SUPPLIED TEXT:
- - - - -

- Good Hitler vs Space Hitler (1 of 19)
- Author: Jonathan Rosenberg
- Website: www.goats.com
- Current status/schedule: On hiatus since April 30, 2010
- Launch date: April 1, 1997
- Genre(s): Comedy, drama, action

= Goats (webcomic) =

Webcomic by Jonathan Rosenberg

Goats is a webcomic written and illustrated by Jonathan Rosenberg. It started on April 1, 1997. On April 3, 2006, after nine years drawing the strip, Rosenberg became a full-time cartoonist making his living drawing Goats. In 2010, because of work on the comic Scenes from a Multiverse, Goats was put on hiatus. In 2012 Rosenberg raised more than $55,000 via Kickstarter to print Goats Book IV, relaunch the website, and finish the story with Goats Book V. On August 19, 2014, 71 comics and all e-books were republished.

==History and premise==
Goats follows a loose plot surrounding the adventures of Rosenberg's cartoon alter ego, along with his friend/drinking buddy Phillip, and many characters including animals, celebrities, aliens and villains. Most of the strips are separated into story arcs, which have very different, though still coherent, plots. Except for the time that the world was destroyed, all of the strips fit into one continuous timeline.

The strip originally took place entirely in Manhattan, New York, and mostly within either Jon and Phillip's apartment or their favorite bar (the Peculier Pub, mirroring a genuine Manhattan pub). After several years, the strip has expanded significantly in plot expansion, character development and scene location.

Diversification began after what Rosenberg has referred to as "the soft reset" of the Goats multiverse when the Earth was destroyed.

Goats and Rosenberg are part of the Dumbrella collective. Goats was hosted by Phillip Karlsson's Dumbrella Hosting service.

- - - - -

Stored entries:
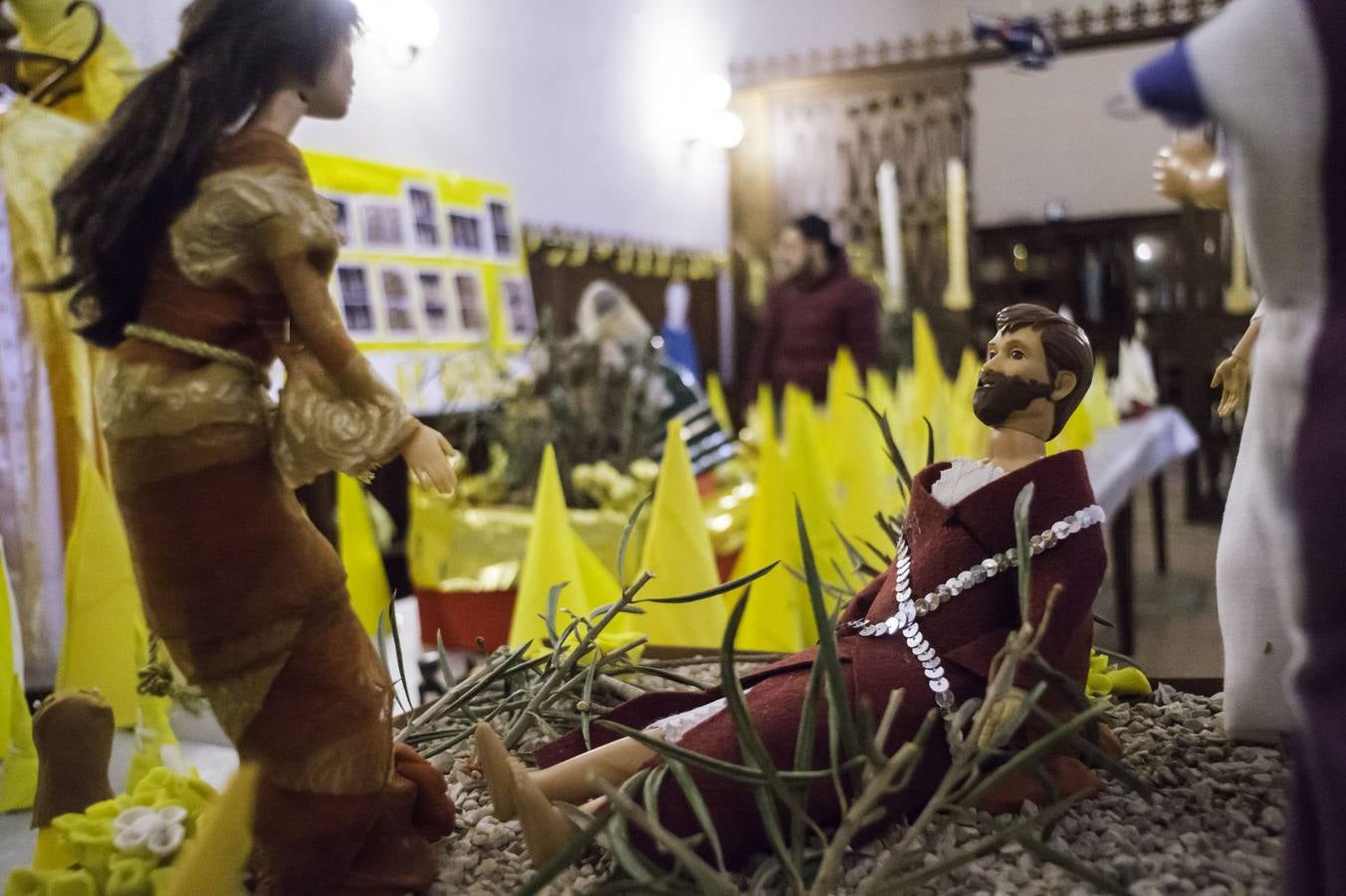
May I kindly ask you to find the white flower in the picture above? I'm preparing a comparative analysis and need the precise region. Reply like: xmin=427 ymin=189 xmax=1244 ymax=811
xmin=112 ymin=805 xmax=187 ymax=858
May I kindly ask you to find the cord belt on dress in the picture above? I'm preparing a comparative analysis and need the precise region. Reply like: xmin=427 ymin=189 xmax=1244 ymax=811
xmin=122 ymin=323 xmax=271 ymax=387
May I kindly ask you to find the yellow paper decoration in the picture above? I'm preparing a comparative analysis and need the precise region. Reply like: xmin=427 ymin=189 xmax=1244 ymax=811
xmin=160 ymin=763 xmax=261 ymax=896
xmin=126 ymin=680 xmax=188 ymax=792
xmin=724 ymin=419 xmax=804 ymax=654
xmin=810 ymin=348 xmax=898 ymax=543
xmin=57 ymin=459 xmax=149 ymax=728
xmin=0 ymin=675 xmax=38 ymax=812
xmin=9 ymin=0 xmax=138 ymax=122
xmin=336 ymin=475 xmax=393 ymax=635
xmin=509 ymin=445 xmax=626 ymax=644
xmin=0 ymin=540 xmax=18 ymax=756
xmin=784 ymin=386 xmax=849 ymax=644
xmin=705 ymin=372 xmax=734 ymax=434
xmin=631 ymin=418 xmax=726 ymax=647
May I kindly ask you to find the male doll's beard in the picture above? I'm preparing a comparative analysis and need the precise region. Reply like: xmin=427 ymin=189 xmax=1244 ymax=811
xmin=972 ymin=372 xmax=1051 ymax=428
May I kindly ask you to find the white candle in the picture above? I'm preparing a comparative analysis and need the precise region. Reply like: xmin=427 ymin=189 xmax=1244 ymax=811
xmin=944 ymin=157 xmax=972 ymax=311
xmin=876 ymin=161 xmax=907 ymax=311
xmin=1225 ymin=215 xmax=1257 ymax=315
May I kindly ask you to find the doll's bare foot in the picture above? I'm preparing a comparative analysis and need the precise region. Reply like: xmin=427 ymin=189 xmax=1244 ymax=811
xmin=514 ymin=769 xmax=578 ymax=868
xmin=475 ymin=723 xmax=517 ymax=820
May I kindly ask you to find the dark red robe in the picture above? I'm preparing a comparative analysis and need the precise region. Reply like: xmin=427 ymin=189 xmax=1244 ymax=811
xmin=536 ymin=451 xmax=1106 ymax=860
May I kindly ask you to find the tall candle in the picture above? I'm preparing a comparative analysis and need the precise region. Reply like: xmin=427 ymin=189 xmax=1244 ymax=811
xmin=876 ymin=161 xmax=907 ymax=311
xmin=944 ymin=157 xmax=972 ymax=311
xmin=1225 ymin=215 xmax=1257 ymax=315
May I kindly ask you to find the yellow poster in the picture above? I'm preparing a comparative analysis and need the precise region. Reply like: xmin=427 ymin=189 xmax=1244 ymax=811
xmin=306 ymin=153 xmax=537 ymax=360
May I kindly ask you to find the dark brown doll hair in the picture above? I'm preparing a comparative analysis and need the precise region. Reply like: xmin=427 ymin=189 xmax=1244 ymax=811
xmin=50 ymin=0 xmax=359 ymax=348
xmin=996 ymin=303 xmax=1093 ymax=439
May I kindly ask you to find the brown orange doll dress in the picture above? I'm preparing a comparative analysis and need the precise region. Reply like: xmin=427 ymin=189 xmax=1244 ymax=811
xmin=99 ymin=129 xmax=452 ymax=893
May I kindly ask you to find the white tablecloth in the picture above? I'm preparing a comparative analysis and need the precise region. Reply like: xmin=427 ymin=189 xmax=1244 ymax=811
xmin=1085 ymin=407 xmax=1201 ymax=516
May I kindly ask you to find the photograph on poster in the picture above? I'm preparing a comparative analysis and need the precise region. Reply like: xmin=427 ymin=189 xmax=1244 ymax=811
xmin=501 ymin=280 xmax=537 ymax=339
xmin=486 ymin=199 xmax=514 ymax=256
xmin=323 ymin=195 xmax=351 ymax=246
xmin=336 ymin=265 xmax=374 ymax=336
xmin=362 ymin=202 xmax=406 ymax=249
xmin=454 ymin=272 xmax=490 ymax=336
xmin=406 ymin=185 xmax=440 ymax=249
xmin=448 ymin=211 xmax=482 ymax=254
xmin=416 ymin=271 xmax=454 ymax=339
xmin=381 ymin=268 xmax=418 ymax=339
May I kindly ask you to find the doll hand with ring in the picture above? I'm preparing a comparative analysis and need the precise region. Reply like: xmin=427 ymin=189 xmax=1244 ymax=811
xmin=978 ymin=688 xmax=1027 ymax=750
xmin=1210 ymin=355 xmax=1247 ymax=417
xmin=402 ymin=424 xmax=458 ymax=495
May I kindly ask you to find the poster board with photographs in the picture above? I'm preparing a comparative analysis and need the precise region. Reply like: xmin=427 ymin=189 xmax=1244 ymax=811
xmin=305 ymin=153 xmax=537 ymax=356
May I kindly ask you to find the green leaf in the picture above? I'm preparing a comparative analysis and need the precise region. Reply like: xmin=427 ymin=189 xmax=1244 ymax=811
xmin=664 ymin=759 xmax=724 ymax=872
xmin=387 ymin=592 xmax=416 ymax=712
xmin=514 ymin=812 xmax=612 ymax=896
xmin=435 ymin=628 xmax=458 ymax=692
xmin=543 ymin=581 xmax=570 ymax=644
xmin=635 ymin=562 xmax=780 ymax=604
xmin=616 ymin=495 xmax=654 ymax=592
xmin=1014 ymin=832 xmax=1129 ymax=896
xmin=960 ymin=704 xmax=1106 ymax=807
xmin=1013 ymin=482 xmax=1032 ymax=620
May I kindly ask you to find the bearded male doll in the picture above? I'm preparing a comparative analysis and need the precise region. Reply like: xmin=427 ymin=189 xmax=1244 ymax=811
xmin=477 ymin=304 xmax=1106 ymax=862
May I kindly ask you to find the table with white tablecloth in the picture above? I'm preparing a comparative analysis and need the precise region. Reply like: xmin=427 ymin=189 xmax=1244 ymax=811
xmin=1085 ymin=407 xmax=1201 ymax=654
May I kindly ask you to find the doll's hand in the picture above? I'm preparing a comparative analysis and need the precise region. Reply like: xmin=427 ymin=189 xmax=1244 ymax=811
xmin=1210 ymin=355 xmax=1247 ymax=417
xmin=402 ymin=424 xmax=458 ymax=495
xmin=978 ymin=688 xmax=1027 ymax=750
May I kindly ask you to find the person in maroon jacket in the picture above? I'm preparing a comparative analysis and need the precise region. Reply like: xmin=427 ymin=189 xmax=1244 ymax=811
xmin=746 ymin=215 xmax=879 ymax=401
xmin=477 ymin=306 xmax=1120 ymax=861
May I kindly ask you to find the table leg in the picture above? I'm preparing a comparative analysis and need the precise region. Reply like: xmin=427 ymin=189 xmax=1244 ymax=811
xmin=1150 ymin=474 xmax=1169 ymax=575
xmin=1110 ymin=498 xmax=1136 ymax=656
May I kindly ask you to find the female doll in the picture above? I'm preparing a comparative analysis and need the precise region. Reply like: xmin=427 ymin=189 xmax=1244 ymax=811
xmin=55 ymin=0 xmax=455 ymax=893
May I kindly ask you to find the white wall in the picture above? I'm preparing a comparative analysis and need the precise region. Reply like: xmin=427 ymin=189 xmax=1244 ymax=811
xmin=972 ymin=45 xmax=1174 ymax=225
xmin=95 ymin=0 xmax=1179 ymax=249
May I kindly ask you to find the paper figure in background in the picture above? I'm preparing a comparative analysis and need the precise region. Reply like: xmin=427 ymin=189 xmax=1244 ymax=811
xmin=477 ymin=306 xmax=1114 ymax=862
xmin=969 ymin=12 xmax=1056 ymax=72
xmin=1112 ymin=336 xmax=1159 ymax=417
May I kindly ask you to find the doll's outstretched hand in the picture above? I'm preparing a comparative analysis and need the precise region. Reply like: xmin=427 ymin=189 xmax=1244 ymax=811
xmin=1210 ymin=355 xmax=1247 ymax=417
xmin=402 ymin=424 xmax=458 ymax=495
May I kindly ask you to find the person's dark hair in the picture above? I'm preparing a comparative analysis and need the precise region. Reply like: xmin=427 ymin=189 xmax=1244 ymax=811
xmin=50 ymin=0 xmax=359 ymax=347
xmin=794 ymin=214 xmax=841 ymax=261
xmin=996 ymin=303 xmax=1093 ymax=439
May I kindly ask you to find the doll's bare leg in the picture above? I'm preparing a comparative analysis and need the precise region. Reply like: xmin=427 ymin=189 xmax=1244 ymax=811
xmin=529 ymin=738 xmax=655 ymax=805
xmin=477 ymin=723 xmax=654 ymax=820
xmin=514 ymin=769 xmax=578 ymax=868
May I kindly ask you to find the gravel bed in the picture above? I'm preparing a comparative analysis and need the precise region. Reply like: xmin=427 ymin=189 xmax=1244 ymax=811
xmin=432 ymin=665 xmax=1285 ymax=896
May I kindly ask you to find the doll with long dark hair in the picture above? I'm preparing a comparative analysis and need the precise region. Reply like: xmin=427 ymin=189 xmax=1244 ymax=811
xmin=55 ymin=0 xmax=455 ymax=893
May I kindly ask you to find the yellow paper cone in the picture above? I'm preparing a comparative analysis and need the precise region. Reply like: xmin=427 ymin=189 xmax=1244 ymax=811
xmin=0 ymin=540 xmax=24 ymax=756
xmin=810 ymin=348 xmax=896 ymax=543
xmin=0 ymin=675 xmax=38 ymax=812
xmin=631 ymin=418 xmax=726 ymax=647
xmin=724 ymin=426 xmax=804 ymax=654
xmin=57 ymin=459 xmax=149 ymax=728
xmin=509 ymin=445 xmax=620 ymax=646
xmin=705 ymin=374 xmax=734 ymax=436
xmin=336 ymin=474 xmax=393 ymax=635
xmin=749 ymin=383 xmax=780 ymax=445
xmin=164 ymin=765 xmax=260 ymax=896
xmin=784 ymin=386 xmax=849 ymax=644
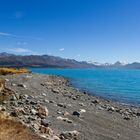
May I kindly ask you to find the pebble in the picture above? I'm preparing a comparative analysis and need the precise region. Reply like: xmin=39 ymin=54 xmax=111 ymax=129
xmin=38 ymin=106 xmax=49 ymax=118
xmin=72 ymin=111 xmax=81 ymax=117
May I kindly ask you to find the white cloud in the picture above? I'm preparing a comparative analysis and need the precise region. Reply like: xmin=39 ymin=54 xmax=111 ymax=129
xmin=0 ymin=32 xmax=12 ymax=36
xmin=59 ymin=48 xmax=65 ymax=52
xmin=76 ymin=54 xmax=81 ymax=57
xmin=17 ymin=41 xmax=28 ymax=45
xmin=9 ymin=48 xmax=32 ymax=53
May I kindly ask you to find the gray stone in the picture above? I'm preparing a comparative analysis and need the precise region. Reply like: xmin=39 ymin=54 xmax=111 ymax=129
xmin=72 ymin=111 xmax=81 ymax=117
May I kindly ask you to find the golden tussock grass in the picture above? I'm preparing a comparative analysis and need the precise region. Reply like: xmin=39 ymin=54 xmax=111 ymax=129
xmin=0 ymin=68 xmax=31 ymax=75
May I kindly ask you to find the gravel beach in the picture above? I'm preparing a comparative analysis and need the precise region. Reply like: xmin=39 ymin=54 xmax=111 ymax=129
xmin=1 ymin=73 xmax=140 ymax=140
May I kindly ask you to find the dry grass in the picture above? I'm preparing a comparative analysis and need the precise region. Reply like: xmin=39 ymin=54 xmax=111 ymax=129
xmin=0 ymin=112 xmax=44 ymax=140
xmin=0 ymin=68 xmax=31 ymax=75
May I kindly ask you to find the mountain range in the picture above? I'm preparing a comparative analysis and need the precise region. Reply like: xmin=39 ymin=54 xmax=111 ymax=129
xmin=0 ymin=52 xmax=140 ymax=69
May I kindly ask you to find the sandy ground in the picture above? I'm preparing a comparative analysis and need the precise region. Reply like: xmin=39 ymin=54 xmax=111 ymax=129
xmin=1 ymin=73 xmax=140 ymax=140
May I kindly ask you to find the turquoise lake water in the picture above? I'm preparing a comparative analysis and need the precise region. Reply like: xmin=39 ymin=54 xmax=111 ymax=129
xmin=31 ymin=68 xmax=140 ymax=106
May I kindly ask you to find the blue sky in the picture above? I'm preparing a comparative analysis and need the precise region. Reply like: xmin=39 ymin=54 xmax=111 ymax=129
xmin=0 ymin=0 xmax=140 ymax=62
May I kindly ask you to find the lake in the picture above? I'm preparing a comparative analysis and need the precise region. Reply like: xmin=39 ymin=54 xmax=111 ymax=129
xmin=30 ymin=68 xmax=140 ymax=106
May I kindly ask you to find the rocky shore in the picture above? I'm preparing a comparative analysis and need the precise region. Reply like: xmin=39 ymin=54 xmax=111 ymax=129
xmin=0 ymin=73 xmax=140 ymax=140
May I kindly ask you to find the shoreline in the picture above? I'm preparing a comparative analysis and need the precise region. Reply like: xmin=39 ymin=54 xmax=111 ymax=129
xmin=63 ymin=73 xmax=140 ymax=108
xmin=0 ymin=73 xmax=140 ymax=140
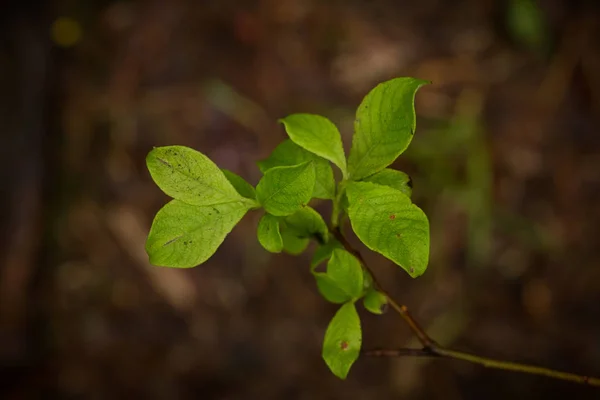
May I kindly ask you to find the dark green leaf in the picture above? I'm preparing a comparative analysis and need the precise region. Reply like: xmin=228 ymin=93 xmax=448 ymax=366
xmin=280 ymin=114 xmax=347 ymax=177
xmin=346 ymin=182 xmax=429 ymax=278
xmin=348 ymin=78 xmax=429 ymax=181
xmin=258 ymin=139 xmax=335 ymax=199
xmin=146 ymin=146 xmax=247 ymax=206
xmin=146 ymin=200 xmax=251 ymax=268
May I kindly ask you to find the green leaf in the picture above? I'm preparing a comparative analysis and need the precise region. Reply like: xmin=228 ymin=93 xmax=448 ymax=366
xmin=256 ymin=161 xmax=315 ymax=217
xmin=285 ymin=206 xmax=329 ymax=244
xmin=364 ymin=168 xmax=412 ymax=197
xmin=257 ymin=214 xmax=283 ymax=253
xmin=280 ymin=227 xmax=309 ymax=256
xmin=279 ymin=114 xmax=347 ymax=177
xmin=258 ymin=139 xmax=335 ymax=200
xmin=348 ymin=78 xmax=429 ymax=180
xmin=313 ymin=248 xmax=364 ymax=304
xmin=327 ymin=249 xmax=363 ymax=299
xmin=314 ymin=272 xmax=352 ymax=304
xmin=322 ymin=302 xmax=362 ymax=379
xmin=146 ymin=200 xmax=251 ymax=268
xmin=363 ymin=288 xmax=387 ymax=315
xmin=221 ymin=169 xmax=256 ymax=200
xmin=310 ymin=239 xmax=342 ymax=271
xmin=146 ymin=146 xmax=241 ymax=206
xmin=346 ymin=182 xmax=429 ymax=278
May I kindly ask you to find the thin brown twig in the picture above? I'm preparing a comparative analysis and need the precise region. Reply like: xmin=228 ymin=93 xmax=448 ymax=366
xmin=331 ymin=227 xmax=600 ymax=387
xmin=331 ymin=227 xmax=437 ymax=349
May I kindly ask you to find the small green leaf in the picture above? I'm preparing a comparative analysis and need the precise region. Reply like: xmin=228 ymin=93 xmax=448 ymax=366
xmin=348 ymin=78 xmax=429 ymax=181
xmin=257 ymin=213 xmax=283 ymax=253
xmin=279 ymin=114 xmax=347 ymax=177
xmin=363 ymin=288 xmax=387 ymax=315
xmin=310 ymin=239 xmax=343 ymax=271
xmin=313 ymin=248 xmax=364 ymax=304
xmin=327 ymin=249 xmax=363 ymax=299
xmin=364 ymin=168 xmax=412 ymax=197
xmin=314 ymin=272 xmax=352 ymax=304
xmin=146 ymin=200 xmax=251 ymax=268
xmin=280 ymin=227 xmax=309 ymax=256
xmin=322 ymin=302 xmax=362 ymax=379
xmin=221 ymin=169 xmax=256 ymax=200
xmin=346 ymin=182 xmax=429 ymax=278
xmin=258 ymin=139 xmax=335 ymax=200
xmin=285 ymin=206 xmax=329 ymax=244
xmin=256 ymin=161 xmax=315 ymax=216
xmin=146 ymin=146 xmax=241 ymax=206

- - - - -

TO DO:
a – Reproduce the Goats webcomic article in full, word for word.
b – Write out the stored entries word for word, starting at their beginning and going on through the line with "xmin=122 ymin=323 xmax=271 ymax=387", including that line. Leave the picture out.

TASK RESPONSES:
a –
- Good Hitler vs Space Hitler (1 of 19)
- Author: Jonathan Rosenberg
- Website: www.goats.com
- Current status/schedule: On hiatus since April 30, 2010
- Launch date: April 1, 1997
- Genre(s): Comedy, drama, action

= Goats (webcomic) =

Webcomic by Jonathan Rosenberg

Goats is a webcomic written and illustrated by Jonathan Rosenberg. It started on April 1, 1997. On April 3, 2006, after nine years drawing the strip, Rosenberg became a full-time cartoonist making his living drawing Goats. In 2010, because of work on the comic Scenes from a Multiverse, Goats was put on hiatus. In 2012 Rosenberg raised more than $55,000 via Kickstarter to print Goats Book IV, relaunch the website, and finish the story with Goats Book V. On August 19, 2014, 71 comics and all e-books were republished.

==History and premise==
Goats follows a loose plot surrounding the adventures of Rosenberg's cartoon alter ego, along with his friend/drinking buddy Phillip, and many characters including animals, celebrities, aliens and villains. Most of the strips are separated into story arcs, which have very different, though still coherent, plots. Except for the time that the world was destroyed, all of the strips fit into one continuous timeline.

The strip originally took place entirely in Manhattan, New York, and mostly within either Jon and Phillip's apartment or their favorite bar (the Peculier Pub, mirroring a genuine Manhattan pub). After several years, the strip has expanded significantly in plot expansion, character development and scene location.

Diversification began after what Rosenberg has referred to as "the soft reset" of the Goats multiverse when the Earth was destroyed.

Goats and Rosenberg are part of the Dumbrella collective. Goats was hosted by Phillip Karlsson's Dumbrella Hosting service.

b –
May I kindly ask you to find the white flower in the picture above? I'm preparing a comparative analysis and need the precise region. Reply like: xmin=427 ymin=189 xmax=1244 ymax=811
xmin=112 ymin=805 xmax=187 ymax=858
May I kindly ask you to find the cord belt on dress in the picture above? I'm preparing a comparative analysis and need the precise region. Reply like: xmin=427 ymin=189 xmax=1244 ymax=811
xmin=122 ymin=323 xmax=271 ymax=387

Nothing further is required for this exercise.